══ Provided data ══

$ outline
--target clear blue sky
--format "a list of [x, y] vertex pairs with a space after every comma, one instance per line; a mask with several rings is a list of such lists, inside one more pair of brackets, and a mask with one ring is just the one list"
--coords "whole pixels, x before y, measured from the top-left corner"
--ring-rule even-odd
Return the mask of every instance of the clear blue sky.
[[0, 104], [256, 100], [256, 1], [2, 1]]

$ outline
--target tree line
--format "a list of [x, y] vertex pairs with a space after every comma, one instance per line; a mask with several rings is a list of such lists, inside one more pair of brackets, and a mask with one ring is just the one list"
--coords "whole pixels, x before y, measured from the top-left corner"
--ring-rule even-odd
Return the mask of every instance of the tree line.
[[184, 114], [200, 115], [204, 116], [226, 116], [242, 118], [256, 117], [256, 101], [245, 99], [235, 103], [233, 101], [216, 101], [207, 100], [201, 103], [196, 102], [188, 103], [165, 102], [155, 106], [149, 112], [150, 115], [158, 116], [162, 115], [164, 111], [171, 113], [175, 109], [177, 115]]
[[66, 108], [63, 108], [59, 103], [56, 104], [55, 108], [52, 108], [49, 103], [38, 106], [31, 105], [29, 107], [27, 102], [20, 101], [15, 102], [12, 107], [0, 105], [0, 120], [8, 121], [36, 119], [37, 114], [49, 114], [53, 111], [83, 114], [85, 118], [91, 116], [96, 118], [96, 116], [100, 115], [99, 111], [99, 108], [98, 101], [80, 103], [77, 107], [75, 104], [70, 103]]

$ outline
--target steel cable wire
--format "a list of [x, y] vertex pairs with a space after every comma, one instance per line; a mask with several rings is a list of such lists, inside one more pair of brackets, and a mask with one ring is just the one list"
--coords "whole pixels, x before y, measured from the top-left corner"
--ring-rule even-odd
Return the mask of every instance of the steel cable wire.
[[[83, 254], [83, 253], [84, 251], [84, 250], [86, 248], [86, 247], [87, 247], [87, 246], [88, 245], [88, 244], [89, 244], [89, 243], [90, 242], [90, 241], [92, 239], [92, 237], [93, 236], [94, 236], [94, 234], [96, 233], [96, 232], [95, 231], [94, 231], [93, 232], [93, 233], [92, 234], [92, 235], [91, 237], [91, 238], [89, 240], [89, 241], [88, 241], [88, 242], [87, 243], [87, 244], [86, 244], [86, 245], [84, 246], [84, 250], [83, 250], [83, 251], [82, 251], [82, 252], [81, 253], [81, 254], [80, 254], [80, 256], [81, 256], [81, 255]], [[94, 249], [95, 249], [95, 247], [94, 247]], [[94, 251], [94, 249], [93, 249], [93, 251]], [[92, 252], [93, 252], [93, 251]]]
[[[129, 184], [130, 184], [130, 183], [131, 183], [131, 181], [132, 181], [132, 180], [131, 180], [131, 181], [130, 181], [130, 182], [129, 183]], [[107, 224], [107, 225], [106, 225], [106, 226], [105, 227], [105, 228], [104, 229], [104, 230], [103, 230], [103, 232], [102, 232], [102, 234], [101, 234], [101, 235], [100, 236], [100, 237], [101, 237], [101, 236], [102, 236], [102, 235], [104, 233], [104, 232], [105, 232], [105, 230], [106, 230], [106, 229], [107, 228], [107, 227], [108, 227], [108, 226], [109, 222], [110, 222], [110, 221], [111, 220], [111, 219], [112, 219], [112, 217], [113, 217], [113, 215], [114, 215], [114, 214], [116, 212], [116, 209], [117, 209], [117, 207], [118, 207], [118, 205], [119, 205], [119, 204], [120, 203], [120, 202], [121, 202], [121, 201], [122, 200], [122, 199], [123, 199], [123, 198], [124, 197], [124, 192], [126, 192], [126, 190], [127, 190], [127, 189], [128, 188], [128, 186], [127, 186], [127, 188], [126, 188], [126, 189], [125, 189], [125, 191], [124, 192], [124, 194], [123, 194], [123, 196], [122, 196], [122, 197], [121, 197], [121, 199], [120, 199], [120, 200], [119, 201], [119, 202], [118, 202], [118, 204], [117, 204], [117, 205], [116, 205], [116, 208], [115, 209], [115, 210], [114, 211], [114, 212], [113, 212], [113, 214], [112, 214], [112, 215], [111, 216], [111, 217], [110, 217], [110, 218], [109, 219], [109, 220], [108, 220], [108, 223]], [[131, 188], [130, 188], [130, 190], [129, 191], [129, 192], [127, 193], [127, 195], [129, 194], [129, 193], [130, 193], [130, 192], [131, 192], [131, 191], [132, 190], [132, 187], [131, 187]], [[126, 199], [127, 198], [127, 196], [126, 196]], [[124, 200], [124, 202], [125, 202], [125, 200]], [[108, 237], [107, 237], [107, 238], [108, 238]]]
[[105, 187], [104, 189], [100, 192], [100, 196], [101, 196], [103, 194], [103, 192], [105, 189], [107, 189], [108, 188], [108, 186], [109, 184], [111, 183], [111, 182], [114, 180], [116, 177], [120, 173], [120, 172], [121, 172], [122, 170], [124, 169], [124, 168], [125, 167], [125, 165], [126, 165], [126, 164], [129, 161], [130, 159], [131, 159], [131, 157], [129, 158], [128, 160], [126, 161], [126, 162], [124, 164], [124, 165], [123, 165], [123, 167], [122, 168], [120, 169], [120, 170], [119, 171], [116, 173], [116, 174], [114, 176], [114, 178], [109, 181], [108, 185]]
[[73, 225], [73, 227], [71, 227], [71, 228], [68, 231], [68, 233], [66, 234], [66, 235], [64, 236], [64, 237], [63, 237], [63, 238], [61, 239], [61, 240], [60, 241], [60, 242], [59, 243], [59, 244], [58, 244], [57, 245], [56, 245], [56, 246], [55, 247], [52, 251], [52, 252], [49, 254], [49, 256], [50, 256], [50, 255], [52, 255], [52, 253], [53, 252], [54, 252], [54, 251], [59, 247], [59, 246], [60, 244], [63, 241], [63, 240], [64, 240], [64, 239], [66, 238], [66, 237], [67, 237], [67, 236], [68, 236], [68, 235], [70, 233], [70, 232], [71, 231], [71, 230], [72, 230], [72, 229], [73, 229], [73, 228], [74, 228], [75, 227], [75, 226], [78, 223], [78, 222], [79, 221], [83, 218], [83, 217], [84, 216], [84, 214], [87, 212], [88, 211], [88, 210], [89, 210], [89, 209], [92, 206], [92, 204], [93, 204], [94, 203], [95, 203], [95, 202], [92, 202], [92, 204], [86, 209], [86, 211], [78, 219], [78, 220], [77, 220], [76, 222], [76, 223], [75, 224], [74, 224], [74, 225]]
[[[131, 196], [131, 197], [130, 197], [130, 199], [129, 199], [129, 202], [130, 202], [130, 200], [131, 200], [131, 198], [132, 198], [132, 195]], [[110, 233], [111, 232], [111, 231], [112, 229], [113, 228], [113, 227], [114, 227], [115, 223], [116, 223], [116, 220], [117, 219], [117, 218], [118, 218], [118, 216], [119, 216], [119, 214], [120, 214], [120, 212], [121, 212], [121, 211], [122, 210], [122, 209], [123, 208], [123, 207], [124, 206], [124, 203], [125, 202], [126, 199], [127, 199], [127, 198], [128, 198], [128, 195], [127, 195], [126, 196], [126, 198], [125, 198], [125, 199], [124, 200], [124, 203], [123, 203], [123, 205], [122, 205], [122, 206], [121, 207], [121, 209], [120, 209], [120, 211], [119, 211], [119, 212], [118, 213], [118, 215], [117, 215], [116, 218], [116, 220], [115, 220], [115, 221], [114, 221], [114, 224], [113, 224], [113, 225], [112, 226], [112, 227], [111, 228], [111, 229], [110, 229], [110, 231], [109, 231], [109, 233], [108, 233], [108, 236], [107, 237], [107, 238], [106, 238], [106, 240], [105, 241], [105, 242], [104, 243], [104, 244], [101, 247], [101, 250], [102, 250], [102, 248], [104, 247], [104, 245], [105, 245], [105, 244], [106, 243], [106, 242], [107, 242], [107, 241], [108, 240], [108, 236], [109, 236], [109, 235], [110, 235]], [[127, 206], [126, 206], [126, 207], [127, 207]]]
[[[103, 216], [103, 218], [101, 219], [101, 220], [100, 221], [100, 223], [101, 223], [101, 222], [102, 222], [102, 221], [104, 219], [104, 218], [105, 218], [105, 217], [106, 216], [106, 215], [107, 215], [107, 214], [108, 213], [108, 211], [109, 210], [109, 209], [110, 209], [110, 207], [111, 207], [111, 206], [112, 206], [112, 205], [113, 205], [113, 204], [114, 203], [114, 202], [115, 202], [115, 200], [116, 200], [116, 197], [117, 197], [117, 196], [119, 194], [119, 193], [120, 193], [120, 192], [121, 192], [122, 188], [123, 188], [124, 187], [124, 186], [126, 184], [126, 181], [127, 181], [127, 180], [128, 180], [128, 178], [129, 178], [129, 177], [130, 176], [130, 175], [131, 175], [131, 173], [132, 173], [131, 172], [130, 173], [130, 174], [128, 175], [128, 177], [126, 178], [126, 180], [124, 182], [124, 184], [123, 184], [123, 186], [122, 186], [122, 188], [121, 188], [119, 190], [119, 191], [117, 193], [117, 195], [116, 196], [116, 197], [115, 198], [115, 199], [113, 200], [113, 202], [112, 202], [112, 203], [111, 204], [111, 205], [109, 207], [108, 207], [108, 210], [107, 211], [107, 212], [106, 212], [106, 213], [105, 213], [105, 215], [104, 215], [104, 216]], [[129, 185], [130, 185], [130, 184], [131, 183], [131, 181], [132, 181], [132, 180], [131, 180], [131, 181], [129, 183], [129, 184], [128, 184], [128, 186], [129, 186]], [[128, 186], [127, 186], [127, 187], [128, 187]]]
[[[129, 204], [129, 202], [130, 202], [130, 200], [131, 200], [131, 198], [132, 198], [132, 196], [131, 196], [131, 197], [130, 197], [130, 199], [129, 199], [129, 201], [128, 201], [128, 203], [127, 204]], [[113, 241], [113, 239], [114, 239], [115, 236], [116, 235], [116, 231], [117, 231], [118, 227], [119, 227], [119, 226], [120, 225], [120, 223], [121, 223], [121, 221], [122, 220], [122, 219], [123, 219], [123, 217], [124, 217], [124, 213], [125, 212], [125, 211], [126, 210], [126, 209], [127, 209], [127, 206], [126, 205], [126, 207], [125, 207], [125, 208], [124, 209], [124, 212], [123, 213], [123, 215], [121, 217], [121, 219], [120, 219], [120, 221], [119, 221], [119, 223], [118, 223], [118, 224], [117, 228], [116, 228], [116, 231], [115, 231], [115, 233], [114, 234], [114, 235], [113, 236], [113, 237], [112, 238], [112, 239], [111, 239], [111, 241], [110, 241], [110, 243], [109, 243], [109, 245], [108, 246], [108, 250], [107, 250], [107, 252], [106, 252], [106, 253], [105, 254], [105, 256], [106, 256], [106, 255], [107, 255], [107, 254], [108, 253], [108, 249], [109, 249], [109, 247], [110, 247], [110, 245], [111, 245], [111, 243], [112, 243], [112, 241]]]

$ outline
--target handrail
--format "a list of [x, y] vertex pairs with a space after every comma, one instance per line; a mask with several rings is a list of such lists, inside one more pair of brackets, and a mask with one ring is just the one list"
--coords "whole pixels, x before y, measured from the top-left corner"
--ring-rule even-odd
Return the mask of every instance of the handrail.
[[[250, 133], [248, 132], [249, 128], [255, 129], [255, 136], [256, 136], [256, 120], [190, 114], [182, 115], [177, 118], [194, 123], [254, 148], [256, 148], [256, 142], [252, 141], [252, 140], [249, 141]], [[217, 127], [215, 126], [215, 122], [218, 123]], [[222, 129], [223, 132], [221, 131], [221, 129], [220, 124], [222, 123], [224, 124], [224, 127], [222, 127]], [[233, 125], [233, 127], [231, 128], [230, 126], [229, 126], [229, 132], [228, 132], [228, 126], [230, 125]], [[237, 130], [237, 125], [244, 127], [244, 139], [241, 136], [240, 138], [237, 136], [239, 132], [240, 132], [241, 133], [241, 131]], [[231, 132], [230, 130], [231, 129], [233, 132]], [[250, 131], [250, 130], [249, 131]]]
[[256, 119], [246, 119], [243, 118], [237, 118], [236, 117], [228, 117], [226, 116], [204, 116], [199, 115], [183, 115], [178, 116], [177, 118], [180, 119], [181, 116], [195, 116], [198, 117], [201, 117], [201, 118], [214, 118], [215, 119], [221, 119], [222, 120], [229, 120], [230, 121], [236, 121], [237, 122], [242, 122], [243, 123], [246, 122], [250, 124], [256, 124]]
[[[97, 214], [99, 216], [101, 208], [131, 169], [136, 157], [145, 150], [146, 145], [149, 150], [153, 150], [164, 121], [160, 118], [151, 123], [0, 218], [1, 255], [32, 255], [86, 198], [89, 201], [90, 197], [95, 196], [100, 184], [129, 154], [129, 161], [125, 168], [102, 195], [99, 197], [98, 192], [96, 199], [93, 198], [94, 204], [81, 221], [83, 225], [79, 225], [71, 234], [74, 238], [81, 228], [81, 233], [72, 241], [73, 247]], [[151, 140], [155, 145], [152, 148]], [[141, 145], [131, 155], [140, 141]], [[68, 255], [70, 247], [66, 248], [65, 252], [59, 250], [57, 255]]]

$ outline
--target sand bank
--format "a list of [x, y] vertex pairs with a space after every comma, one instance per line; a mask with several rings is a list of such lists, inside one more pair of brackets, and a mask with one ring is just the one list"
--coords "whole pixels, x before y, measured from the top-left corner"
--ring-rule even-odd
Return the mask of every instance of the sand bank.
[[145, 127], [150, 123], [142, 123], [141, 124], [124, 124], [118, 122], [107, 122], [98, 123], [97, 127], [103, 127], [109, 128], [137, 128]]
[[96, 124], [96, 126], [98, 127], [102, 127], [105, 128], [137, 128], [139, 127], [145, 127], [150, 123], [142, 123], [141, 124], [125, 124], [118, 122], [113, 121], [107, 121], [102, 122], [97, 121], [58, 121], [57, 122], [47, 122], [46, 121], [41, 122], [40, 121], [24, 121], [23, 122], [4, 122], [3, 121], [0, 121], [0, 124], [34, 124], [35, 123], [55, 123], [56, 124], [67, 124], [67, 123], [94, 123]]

═══

Put the rows from the start of the records through the line containing "104], [70, 103]]" into a numbered list, both ends included and blank lines left out.

1. $ outline
2. --target clear blue sky
3. --format "a list of [x, y] vertex pairs with a space after every comma, one instance per line; a mask with several rings is a list of such lists, inside one more pair of brackets, and a mask with one ring is just the one list"
4. --coords "whole pixels, x before y, measured from the top-left corner"
5. --ring-rule even-odd
6. Return the mask of every instance of the clear blue sky.
7. [[0, 104], [256, 100], [256, 1], [2, 1]]
8. $ outline
9. --target tree line
10. --format "a list of [x, y] vertex pairs with a space after every comma, one instance per line; a mask with several rings is a list of such lists, inside one more pair of brackets, and a mask with one ring is just the one list"
11. --coords "whole pixels, x before y, measured from the top-left corner"
12. --ring-rule even-odd
13. Return the mask of every instance of the tree line.
14. [[184, 114], [200, 115], [204, 116], [226, 116], [242, 118], [256, 117], [256, 101], [245, 99], [235, 103], [233, 101], [216, 101], [207, 100], [201, 103], [196, 102], [188, 103], [165, 102], [155, 106], [149, 112], [150, 115], [158, 116], [162, 115], [164, 111], [171, 113], [175, 109], [177, 115]]
15. [[66, 108], [63, 108], [59, 103], [56, 104], [55, 108], [52, 108], [49, 103], [38, 106], [31, 105], [29, 107], [27, 102], [20, 101], [15, 102], [12, 107], [0, 105], [0, 120], [8, 121], [36, 119], [37, 114], [49, 114], [53, 111], [83, 114], [85, 118], [91, 116], [96, 118], [96, 116], [100, 115], [99, 111], [99, 108], [98, 101], [80, 103], [77, 107], [75, 104], [70, 103]]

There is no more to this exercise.